● WHAT THE TASK REQUIRES
In the entries that follow, identify the line containing "Expected: for each instance of the black t-shirt" and return it together with all later lines, exactly as they appear.

● SOURCE RECORDS
------------------------------------------------

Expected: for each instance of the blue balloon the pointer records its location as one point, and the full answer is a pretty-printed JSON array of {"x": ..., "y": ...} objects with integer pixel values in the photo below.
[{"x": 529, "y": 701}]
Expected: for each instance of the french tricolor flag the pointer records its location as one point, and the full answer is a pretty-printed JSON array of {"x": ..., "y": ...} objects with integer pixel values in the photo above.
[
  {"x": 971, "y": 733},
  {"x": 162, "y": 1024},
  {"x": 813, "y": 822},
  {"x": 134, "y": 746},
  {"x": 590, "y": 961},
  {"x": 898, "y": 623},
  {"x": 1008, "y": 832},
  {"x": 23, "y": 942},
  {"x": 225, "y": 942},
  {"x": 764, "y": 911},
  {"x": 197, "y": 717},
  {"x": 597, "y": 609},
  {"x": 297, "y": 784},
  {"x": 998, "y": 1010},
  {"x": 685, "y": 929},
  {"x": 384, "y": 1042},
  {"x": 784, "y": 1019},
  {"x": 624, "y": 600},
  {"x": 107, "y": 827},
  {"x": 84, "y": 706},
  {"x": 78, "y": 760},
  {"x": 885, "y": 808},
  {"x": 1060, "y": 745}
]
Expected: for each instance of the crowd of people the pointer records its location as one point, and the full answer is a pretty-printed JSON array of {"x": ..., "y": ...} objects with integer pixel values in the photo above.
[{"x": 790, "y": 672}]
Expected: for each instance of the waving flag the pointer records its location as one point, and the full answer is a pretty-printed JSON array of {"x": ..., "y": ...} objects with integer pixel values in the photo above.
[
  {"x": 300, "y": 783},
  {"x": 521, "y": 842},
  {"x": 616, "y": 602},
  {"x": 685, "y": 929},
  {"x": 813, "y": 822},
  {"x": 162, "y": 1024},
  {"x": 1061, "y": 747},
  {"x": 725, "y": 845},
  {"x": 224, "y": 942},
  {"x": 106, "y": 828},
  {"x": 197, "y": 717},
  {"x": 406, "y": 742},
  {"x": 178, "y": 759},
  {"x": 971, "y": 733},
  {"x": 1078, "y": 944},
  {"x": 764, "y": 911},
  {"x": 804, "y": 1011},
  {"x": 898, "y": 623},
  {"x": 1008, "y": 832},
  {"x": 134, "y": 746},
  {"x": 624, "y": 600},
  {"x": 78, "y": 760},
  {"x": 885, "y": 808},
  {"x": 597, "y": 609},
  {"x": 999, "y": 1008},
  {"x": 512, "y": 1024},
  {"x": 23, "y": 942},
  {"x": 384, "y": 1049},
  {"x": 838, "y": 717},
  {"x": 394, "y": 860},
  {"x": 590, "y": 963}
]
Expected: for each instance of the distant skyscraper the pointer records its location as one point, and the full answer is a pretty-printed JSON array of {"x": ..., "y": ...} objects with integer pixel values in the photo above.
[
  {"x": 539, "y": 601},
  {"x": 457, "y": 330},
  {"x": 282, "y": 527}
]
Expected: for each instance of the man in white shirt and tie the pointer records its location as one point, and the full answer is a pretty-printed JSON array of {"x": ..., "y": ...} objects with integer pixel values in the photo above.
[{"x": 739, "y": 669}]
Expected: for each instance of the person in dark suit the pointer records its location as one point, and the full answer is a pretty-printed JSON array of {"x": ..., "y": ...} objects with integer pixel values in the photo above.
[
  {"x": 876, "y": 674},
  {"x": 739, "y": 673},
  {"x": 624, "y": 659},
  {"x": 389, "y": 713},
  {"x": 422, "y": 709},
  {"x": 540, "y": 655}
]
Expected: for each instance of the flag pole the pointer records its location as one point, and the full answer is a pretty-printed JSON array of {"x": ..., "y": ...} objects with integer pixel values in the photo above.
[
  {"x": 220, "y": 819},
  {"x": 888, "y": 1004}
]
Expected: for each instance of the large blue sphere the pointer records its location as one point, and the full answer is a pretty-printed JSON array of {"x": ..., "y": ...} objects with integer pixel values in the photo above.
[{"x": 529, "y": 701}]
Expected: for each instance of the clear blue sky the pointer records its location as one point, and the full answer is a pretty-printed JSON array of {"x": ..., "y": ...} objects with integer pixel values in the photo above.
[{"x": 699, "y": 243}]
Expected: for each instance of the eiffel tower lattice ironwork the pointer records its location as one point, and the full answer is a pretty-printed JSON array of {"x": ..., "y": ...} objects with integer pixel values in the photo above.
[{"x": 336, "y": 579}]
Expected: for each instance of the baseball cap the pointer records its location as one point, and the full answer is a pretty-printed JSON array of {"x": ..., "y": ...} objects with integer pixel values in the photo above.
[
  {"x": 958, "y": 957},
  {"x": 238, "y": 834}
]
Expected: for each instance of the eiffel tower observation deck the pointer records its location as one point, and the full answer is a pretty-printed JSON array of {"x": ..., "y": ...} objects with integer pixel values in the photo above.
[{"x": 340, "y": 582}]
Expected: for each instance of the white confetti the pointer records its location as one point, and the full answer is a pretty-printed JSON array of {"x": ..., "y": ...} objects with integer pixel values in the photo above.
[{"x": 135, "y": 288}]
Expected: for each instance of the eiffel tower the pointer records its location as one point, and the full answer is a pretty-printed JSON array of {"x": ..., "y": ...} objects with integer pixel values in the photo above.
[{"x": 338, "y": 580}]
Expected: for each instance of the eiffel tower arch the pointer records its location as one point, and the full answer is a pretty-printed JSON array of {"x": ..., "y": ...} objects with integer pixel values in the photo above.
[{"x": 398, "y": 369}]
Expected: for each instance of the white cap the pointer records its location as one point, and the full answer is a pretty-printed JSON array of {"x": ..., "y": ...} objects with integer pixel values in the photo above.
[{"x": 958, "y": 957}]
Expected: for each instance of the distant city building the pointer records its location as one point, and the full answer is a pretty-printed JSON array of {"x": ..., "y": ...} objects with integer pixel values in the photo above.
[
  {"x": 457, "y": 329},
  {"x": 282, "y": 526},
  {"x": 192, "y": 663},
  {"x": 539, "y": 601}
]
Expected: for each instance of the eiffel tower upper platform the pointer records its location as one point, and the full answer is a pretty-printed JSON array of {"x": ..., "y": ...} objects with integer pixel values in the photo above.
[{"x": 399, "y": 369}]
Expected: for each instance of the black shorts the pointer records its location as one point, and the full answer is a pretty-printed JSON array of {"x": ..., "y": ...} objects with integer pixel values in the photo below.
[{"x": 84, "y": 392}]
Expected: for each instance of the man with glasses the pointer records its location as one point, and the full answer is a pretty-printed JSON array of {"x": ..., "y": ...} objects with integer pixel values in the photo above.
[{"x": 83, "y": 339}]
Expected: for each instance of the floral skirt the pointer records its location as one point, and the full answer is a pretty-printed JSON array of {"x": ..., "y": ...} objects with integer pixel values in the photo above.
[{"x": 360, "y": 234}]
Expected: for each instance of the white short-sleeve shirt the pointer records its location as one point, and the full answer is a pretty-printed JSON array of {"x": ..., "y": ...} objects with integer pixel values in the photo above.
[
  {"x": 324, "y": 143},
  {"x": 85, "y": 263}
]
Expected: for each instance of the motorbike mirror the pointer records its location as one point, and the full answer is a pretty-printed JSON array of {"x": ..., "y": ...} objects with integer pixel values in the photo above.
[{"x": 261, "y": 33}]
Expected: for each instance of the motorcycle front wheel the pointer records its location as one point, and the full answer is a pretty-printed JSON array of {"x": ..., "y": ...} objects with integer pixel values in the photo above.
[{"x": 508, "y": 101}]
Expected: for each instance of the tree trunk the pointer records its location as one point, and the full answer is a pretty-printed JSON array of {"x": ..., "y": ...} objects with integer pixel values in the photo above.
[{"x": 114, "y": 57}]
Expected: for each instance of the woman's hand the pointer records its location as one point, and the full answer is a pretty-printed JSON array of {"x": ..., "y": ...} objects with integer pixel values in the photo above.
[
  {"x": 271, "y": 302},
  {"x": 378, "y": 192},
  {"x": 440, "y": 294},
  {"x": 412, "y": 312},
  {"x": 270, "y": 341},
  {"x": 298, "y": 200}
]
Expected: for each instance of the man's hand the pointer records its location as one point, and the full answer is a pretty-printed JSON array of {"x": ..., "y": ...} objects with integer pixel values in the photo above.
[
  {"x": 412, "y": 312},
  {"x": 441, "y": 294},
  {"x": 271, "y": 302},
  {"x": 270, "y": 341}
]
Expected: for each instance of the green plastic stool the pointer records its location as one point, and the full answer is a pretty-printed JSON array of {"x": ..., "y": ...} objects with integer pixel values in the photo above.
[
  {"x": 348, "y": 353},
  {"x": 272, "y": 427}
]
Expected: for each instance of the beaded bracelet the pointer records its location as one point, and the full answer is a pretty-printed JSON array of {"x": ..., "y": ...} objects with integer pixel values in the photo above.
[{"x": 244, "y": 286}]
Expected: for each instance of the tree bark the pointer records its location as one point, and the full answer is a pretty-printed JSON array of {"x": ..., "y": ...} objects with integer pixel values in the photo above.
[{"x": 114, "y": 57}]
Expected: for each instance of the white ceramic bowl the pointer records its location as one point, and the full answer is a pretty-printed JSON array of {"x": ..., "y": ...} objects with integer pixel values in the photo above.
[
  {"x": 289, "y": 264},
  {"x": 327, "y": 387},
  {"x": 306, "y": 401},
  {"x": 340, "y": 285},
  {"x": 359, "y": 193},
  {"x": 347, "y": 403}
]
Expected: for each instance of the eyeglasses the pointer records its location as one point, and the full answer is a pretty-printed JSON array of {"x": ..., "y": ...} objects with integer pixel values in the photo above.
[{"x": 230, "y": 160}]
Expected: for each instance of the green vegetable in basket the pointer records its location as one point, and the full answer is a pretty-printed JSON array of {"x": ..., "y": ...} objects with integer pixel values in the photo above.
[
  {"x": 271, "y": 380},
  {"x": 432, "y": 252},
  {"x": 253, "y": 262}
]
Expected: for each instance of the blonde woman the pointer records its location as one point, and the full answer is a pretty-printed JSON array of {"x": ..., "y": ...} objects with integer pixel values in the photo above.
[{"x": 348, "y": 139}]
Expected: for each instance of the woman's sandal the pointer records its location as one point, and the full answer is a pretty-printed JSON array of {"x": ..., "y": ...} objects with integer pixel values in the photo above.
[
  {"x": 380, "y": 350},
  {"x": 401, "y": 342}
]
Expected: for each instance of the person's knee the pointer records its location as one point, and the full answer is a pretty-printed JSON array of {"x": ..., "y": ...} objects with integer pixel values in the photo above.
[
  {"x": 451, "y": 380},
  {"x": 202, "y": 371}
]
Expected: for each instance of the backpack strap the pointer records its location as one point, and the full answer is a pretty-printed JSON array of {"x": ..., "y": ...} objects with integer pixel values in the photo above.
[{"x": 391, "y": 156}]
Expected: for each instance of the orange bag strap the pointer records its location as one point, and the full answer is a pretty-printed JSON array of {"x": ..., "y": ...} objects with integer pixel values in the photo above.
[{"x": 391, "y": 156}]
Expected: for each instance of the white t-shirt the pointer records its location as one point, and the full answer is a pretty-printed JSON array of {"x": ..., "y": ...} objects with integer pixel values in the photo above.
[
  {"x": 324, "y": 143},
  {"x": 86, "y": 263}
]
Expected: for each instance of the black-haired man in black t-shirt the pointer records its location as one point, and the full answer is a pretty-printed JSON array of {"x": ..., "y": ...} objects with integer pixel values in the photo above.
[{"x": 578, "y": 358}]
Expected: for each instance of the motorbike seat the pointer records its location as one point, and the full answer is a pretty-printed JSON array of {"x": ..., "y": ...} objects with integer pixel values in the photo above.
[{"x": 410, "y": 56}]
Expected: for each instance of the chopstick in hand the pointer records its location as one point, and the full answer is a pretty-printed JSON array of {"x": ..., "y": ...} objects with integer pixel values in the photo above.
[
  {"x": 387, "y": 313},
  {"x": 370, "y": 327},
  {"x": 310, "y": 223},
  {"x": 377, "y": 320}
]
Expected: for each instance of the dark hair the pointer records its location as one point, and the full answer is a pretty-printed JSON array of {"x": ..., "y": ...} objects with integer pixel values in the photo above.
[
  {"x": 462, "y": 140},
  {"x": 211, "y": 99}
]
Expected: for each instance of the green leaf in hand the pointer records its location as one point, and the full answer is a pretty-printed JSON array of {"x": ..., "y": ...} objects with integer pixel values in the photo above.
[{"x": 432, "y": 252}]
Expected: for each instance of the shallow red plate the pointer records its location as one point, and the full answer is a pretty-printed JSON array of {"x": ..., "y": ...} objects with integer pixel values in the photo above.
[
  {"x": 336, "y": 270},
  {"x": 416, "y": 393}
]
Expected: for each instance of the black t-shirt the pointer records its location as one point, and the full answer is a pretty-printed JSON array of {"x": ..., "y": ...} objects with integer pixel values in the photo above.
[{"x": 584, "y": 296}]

------------------------------------------------

● YOUR RESPONSE
Expected: for each instance of the black t-shirt the pointer records its location as one point, and the full answer is a pretty-printed JSON array of {"x": ..., "y": ...} objects with integer pixel values in the photo above.
[{"x": 584, "y": 296}]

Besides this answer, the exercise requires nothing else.